_Task list_
(1) In the passage below on tomato taste and grafting, what reasons are given for the lower total soluble solids (TSS) in fruits from scions grafted onto the most vigorous rootstocks? Answer in one to three sentences.
(2) In the passage on tomato taste and grafting, what share of the carbon needed for fruit growth is imported from the leaves?
(3) Continue the passage on tomato taste and grafting from its final sentence.

_Selected text_
Soluble sugars (mainly glucose, fructose and sucrose) and organic acids (mainly citric and malic) are key taste-compounds of tomato fruits, whose amounts are commonly measured through total soluble solids (TSS) and tritatable acidity (TA), respectively [
38,
39]. When the organoleptic quality of tomatoes is concerned, their measure is referred to the perceived sweetness (TSS) and sourness (TA), whereas the TSS/TA ratio describes the overall balance among them in the perceived taste [
12]. Although fruit itself can partially contribute to carbon fixation, most of this element (85–90%) needed for fruit growth is imported from leaves through the phloem tissue, in the form of carbohydrates [
33,
40]. In contrast, despite a certain amount of organic acids being able to be supplied through the sap, their accumulation in fleshy fruits is primarily due to the metabolism of citrate and malate in the fruit itself [
41,
42,
43]. In our experiments, both TSS and TA peaked in the small-fruited scions. For TSS this is consistent with its inverse proportionality with the fruit size [
39]. However, grafting onto the most vigorous rootstocks (i.e., the
S. habrochaites and
S. peruvianum classes) acted to limit TSS, irrespective of the scions’ characteristics. This seems to reinforce the hypothesis of a limited photosynthates flow toward fruits, due to the modified source-sink edaphic relationships induced by vigorous rootstocks [
5,
27]. Additionally, efficient rootstocks in water absorption may increase fruit water content, leading to a decreased fruit sugars concentration [
11,
44]. This hypothesis is corroborated by observing that, despite a lower fruit biomass in the most vigorous rootstocks, no grafting effect was recorded on scions’ yield, likely deriving from an increased fruit size due to a higher water content. On the contrary, all the rootstocks under study promoted TA in small-fruited scions, generating a lower TSS/TA ratio, especially in the
S. habrochaites and
S. peruvianum hybrid rootstocks (−8%, on average). Organic acids (in particular citrate) tend to substitute sugars as a respiratory substrate in the case of cytosolic carbohydrates shortage into the fruit [
45,
46]. This hypothesis seems to be corroborated by the highest TA increase in response to grafting recorded in the small-fruited scions, i.e., those most suffering the sink strength imposed by the rootstocks.

_Dataset records_
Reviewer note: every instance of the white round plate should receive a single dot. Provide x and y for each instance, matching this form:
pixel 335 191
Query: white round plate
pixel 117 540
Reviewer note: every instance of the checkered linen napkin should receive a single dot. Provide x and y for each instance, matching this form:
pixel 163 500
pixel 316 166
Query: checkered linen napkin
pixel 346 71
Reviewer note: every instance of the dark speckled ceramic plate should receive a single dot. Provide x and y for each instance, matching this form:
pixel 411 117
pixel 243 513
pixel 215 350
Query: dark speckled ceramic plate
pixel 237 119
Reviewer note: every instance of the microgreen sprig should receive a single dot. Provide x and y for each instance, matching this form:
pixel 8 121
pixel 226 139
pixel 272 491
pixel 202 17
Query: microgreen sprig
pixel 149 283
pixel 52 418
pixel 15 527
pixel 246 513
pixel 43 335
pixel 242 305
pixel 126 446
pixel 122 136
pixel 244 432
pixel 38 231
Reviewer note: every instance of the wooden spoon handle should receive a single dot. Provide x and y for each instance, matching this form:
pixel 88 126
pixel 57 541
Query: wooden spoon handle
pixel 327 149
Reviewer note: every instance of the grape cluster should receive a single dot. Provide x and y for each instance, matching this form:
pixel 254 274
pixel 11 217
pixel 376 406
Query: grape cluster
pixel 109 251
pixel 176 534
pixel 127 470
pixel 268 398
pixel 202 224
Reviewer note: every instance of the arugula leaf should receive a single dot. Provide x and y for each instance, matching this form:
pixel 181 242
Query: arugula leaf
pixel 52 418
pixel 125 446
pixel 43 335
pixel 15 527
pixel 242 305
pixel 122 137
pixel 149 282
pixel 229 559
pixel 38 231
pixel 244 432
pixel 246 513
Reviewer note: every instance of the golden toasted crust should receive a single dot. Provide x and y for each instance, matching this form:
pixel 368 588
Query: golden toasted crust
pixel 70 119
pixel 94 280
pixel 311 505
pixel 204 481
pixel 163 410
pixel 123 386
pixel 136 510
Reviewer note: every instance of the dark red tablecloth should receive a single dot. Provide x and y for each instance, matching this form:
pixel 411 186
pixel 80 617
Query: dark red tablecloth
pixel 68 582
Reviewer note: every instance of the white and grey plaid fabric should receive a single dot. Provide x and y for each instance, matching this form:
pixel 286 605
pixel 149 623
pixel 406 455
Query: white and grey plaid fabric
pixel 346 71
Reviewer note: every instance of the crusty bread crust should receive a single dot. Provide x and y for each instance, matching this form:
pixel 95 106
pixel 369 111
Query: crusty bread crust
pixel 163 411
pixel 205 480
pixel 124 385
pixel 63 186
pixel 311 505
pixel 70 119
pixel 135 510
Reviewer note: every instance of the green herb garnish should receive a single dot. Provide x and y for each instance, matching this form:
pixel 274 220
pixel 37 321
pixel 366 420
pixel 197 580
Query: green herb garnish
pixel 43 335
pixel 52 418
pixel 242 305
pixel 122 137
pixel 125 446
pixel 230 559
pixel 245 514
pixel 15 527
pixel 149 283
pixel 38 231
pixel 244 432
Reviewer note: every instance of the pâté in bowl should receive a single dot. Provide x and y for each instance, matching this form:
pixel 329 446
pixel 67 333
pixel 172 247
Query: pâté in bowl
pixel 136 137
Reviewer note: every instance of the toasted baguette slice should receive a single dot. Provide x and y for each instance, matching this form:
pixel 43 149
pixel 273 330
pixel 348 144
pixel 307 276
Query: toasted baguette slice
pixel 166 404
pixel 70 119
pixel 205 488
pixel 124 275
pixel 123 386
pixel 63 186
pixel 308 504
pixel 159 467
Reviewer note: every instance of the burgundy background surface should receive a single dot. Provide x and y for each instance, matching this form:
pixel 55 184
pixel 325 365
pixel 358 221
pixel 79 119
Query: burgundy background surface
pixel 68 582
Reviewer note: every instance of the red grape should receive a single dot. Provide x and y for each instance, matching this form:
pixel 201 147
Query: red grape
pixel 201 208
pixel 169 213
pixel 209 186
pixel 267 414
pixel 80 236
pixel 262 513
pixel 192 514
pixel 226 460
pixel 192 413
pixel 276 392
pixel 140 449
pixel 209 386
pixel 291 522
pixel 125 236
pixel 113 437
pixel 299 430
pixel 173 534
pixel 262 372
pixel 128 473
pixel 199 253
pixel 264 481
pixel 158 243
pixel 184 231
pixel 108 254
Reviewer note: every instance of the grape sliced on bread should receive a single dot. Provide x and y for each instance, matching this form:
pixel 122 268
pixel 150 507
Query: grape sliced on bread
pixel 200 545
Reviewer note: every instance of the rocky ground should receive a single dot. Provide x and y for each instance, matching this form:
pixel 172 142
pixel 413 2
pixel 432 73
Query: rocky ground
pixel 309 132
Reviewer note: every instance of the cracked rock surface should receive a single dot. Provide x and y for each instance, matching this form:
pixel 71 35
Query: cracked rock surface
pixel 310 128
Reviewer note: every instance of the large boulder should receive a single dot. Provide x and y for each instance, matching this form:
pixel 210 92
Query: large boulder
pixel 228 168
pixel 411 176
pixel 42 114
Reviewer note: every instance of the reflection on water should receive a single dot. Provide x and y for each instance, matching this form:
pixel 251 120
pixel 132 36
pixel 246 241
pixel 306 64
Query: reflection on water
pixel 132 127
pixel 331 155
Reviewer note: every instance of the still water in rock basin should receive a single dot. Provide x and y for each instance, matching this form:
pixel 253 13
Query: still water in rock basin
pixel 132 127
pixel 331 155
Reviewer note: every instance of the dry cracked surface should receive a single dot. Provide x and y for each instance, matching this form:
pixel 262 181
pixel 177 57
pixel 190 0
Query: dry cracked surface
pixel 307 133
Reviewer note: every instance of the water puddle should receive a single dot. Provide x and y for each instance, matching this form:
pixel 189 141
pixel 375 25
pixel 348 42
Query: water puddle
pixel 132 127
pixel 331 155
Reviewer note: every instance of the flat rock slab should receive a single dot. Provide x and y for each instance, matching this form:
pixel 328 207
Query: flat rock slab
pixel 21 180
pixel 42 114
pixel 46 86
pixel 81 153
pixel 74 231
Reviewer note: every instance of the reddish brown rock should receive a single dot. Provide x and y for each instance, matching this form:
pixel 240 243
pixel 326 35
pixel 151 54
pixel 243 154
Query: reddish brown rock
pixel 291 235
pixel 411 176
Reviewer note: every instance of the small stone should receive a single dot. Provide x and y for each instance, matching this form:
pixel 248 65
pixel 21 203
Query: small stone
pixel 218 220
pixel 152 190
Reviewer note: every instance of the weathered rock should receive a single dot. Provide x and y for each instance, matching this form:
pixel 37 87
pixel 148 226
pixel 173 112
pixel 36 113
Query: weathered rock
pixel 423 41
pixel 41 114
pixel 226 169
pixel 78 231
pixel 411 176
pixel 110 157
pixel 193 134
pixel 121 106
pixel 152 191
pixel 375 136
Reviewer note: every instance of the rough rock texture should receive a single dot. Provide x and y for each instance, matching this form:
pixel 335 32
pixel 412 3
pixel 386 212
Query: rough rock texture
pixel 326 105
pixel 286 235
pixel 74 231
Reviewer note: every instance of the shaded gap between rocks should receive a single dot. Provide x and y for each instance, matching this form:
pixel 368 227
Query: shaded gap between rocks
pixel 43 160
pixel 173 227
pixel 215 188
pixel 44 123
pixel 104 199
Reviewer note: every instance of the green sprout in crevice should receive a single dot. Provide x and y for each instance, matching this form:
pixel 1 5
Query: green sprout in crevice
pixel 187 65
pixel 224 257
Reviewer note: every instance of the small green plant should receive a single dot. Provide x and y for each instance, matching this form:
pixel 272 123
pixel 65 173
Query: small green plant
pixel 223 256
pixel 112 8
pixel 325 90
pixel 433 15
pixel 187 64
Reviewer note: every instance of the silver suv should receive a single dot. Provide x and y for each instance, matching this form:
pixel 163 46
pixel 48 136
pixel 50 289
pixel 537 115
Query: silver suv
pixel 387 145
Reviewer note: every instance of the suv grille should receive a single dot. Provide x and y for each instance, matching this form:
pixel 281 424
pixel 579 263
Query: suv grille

_Responses by task_
(1) Vigorous rootstocks change the source-sink relationships, which may limit the flow of photosynthates toward the fruits. Rootstocks that absorb water efficiently may also raise fruit water content, which lowers the concentration of fruit sugars.

(2) 85–90%

(3)
Beyond its importance as antioxidant in the human diet [
47] ascorbic acid (AsA) content plays a pivotal role for the plant, being involved in cell division, cell wall synthesis and in the interaction of the plant with the surrounding environment [
48]. According to Massot et al. [
49] the AsA concentration in tomatoes is the complex result from its import (or the import of precursors) from leaves, its synthesis and recycling inside the fruit and its export outside the fruit. In the present study, the AsA content proved to be mostly under the scion influence, but when these were clustered in the ANOVA, it was impossible to establish differences on the basis of the fruit size. Accordingly, there were huge differences among scions in terms of σ
2E, whose highest values were recorded both in large-fruited (‘Porpora’) and small-fruited scions (‘Caprice’ and ‘Beka’). In contrast, despite the significant ‘S × R’ interaction, the ANOVA for rootstock classes revealed that all the heterograft combinations dramatically lowered the fruit AsA content, particularly in the highly vigorous
S. habrochaites hybrids (−45%). The lowest fruit AsA content characterizing the most vigorous grafting combinations has been explained through their higher vegetative biomass, resulting in a redistribution or accumulation of this metabolite in other plant fractions [
50]. However, this hypothesis can only partially explain our data, since the low fruit AsA content recorded within the
S. pimpinellifolium class (i.e., the least vigorous one). The analysis of correlation (data not shown) revealed that fruit weight and AsA content were negatively related (−0.969 *), indicating the existence of a dilution effect altering this important compositional trait even in the least vigorous rootstocks.